给定文段:

博主的 BiBi 时间

我真的 \(\mathtt{biiiiiii}\)

我没有算空间复杂度就开始码,结果码了一个复杂度极高的算法,交上去就 \(\mathtt{MLE}\)\(\mathtt{QwQ}\).

Code (MLE)

我们只算大部头(即建边的复杂度)的复杂度。

\(500\times500\times 32\times 1\times 2=16000000=16000000\times 4/1024\text{ KB}=62500\text{ KB}\),然而你可以发现 \(\mathtt{HDU}\) 只开了三万多 \(\rm KB\).

炸了……

下面是代码,如果开大了嘤该能过。

\(\rm Update\):好吧其实开大了也过不了,题目还有一个坑:输入的 \(b\) 数组从 \(0\) 开始!!!

#include <cstdio>
#include <cstring>

const int N = 32000, M = 3e6 + 500;

int a[505][505], n, head[N], Head[N], be[N], scc[N], tot, cnt, to[M], nxt[M];
bool vis[N];

int read() {
    int x = 0, f = 1; char s;
    while((s = getchar()) > '9' || s < '0') if(s == '-') f = -1;
    while(s >= '0' && s <= '9') x = (x << 1) + (x << 3) + (s ^ 48), s = getchar();
    return x * f;
}

void addEdge(const int u, const int v) {
    to[++ cnt] = v, nxt[cnt] = head[u], head[u] = cnt;
    to[++ cnt] = u, nxt[cnt] = Head[v], Head[v] = cnt;
}

void dfs1(const int u) {
    vis[u] = 1;
    for(int i = head[u]; i; i = nxt[i])
        if(! vis[to[i]]) dfs1(to[i]);
    scc[++ tot] = u;
}

void dfs2(const int u) {
    vis[u] = 1; be[u] = tot;
    for(int i = Head[u]; i; i = nxt[i])

所列数据行:

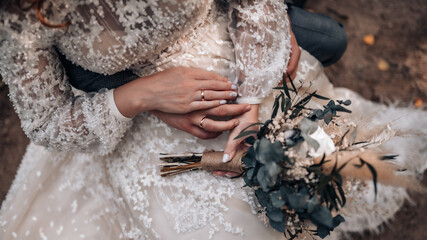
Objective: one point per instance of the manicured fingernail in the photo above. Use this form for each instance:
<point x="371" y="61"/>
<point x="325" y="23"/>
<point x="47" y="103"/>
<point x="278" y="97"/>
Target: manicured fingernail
<point x="225" y="158"/>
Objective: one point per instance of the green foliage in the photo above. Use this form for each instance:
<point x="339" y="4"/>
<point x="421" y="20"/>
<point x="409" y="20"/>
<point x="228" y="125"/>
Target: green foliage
<point x="266" y="163"/>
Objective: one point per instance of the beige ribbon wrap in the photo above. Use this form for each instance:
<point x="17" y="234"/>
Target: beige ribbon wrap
<point x="212" y="161"/>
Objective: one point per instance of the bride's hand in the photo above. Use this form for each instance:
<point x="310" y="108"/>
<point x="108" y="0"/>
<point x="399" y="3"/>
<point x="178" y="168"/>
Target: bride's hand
<point x="233" y="144"/>
<point x="176" y="90"/>
<point x="245" y="120"/>
<point x="190" y="122"/>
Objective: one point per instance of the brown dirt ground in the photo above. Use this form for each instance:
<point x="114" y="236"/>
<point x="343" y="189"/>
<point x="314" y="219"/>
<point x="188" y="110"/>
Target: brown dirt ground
<point x="400" y="30"/>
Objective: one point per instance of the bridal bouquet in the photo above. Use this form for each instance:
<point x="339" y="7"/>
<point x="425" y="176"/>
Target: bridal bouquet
<point x="298" y="163"/>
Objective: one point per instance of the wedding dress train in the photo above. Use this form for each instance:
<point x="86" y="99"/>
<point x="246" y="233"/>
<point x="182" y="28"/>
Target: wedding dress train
<point x="119" y="193"/>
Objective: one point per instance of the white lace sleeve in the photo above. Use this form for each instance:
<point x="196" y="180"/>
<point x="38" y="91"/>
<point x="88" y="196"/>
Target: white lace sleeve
<point x="259" y="30"/>
<point x="51" y="115"/>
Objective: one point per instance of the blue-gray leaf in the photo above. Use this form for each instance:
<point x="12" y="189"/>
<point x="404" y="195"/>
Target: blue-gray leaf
<point x="323" y="216"/>
<point x="275" y="215"/>
<point x="276" y="199"/>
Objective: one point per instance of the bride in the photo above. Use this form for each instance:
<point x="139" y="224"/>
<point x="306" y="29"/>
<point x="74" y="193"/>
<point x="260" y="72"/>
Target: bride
<point x="91" y="169"/>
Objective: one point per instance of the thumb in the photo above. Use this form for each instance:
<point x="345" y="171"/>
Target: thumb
<point x="230" y="148"/>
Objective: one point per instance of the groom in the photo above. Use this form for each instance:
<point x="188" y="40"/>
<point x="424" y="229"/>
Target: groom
<point x="321" y="36"/>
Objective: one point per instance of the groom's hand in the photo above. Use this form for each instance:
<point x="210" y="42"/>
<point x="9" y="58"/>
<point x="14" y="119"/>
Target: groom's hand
<point x="210" y="128"/>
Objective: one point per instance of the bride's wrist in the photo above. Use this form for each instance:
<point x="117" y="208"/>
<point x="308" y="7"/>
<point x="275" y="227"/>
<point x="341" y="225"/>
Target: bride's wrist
<point x="131" y="100"/>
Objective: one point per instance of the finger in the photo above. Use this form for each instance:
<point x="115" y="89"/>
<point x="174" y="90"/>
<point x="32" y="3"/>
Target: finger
<point x="230" y="148"/>
<point x="201" y="74"/>
<point x="218" y="126"/>
<point x="199" y="105"/>
<point x="228" y="110"/>
<point x="218" y="173"/>
<point x="216" y="95"/>
<point x="216" y="85"/>
<point x="202" y="134"/>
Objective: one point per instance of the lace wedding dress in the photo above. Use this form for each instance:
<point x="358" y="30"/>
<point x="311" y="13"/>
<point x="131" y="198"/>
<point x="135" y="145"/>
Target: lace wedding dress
<point x="90" y="173"/>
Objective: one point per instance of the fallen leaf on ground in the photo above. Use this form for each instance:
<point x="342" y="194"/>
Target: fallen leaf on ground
<point x="383" y="65"/>
<point x="418" y="102"/>
<point x="369" y="39"/>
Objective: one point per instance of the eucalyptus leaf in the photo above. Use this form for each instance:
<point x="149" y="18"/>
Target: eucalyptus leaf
<point x="297" y="200"/>
<point x="276" y="199"/>
<point x="273" y="169"/>
<point x="338" y="219"/>
<point x="322" y="231"/>
<point x="262" y="178"/>
<point x="263" y="197"/>
<point x="312" y="204"/>
<point x="279" y="226"/>
<point x="251" y="173"/>
<point x="275" y="215"/>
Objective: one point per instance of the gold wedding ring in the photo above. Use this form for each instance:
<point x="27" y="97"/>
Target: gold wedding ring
<point x="201" y="122"/>
<point x="202" y="93"/>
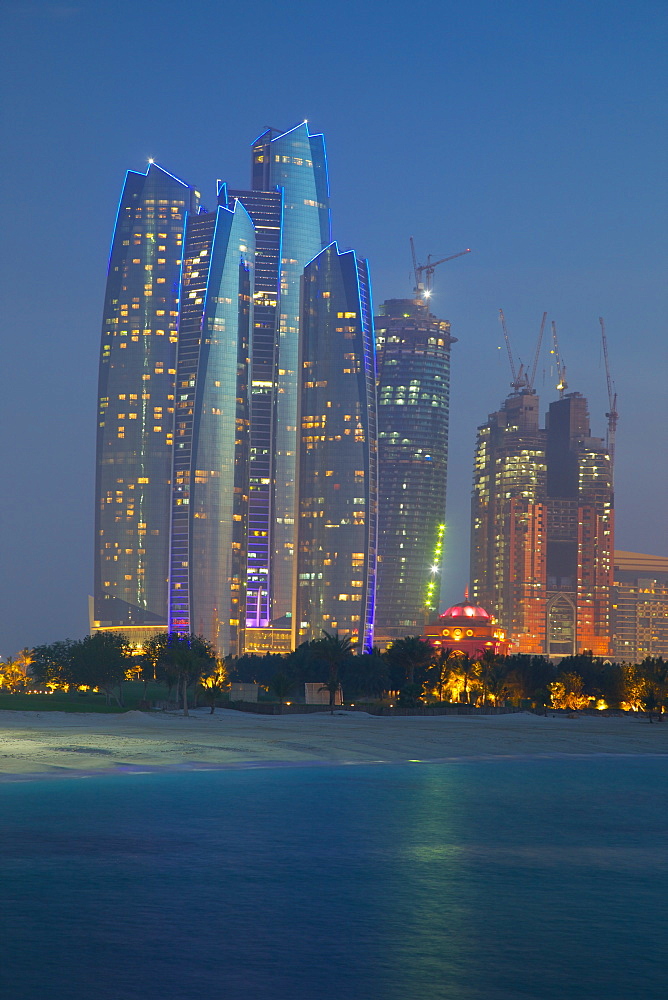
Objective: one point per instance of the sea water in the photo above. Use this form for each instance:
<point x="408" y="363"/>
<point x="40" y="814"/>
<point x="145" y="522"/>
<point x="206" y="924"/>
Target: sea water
<point x="489" y="879"/>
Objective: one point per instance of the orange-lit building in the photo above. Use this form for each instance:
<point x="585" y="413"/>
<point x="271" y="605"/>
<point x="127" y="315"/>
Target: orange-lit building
<point x="542" y="526"/>
<point x="467" y="628"/>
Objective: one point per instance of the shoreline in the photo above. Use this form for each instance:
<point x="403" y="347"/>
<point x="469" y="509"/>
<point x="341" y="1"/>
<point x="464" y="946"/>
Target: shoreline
<point x="37" y="745"/>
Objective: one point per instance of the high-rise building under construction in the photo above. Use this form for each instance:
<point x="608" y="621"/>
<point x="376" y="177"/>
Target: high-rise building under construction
<point x="542" y="526"/>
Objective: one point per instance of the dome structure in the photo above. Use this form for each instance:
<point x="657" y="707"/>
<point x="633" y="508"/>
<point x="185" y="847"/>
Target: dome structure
<point x="465" y="610"/>
<point x="466" y="629"/>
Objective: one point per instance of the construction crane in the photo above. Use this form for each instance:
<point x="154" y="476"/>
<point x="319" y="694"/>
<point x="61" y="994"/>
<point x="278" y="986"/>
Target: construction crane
<point x="520" y="380"/>
<point x="612" y="398"/>
<point x="532" y="377"/>
<point x="562" y="384"/>
<point x="424" y="288"/>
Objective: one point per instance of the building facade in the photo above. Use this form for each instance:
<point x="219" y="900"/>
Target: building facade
<point x="136" y="404"/>
<point x="209" y="518"/>
<point x="466" y="629"/>
<point x="542" y="526"/>
<point x="266" y="210"/>
<point x="413" y="423"/>
<point x="337" y="500"/>
<point x="640" y="606"/>
<point x="295" y="164"/>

任务列表:
1. 用两句话概括上面那段讲内存超限(MLE)的文字。
2. 接着上面那段讲内存超限的文字往下写，从最后一行代码之后续写。

逐题答案:
1. 作者没先算空间复杂度就写了一个复杂度极高的算法,提交后内存超限,因为仅建边部分估算就要 62500 KB,而 HDU 只开了三万多 KB。作者后来补充说,即使把内存开大也过不了,因为题目输入的 b 数组是从 0 开始的。

2.
        if(! vis[to[i]]) dfs2(to[i]);
}

void Kosaraju() {
    memset(vis, 0, sizeof vis); tot = 0;
    for(int i = 0; i < 64 * n; ++ i) if(! vis[i]) dfs1(i);
    memset(vis, 0, sizeof vis); tot = 0;
    for(int i = 64 * n - 1; ~i; -- i)
        if(! vis[scc[i]]) ++ tot, dfs2(scc[i]);
}

int main() {
    int len, x[35], p; bool flag;
    while(~ scanf("%d", &n)) {
        memset(head, 0, sizeof head); memset(Head, 0, sizeof Head); cnt = 0; flag = 0;
        for(int i = 1; i <= n; ++ i)
            for(int j = 1; j <= n; ++ j)
                a[i][j] = read();
        for(int i = 1; i <= n; ++ i) {
            if(a[i][i]) {puts("NO"); flag = 1; break;}
            for(int j = 1; j <= n; ++ j)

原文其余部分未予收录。